> **Exercise instructions**
Pull out every line in the rows below that contains the string "mask". Letter case matters.

> **Material for the task**
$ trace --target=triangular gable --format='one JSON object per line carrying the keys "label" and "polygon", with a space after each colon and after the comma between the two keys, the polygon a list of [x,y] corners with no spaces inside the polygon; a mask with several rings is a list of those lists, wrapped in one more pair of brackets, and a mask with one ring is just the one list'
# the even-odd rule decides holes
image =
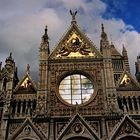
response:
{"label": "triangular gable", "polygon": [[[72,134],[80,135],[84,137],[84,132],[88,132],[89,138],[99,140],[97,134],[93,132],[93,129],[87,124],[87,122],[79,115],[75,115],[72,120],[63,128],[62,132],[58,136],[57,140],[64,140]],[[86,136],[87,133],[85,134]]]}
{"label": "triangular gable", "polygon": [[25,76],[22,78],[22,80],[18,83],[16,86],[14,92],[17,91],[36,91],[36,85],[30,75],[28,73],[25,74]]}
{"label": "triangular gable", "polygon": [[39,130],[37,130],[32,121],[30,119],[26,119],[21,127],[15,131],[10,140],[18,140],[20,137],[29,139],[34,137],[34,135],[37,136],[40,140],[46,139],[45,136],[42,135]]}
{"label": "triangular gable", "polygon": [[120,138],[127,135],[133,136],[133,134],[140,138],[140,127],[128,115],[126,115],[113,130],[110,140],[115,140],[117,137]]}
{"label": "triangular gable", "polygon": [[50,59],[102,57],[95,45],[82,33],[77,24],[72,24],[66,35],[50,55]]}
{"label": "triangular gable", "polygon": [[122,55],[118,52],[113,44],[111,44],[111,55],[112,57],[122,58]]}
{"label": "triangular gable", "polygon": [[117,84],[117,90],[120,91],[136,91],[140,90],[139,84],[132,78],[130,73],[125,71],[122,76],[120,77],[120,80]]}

---

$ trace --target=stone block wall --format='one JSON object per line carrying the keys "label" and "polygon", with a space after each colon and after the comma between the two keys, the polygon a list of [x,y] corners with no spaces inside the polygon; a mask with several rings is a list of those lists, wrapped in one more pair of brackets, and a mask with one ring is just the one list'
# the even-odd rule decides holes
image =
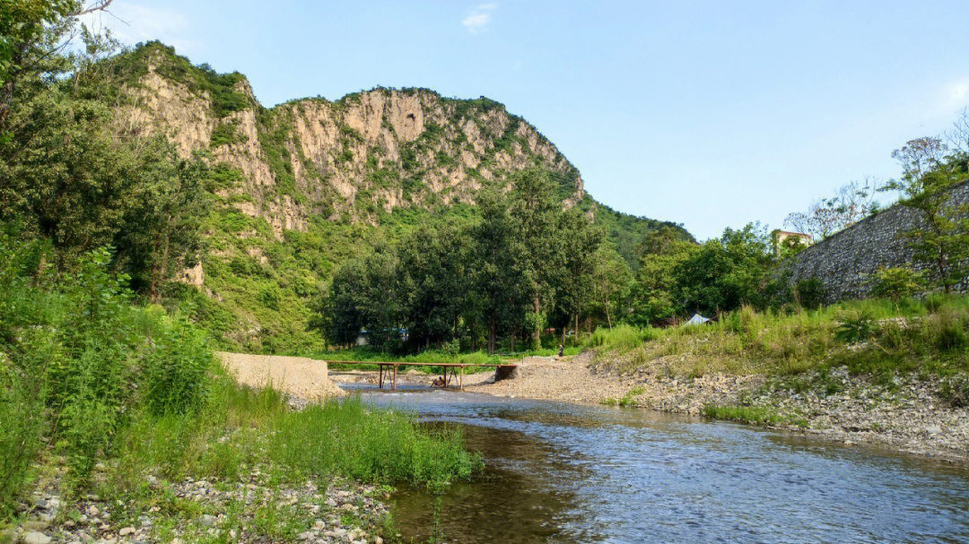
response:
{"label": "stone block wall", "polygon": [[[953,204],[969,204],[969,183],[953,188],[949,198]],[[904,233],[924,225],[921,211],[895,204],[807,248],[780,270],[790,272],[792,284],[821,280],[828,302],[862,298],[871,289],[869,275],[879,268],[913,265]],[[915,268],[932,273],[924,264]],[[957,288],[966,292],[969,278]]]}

> **Result of this exercise**
$ trace --target=triangular gable --format='one JSON object per line carrying the keys "label" and "polygon", with a space after each colon and after the comma between the two keys, the polygon a list of [x,y] corners with no spaces inside the polygon; a mask with several rings is a list of those lists, wrapped in one more pair of brackets, and a mask with one ring is just the one list'
$ trace --target=stone block wall --format='one JSON object per line carrying the keys "label" and "polygon", with a space after each colon and after the comma between the two keys, the polygon a list of [x,y] corners with no spaces inside the polygon; a mask with several rings is a list of those lists, wrapped in one more pair of brackets, and a mask with one ring is just the one list'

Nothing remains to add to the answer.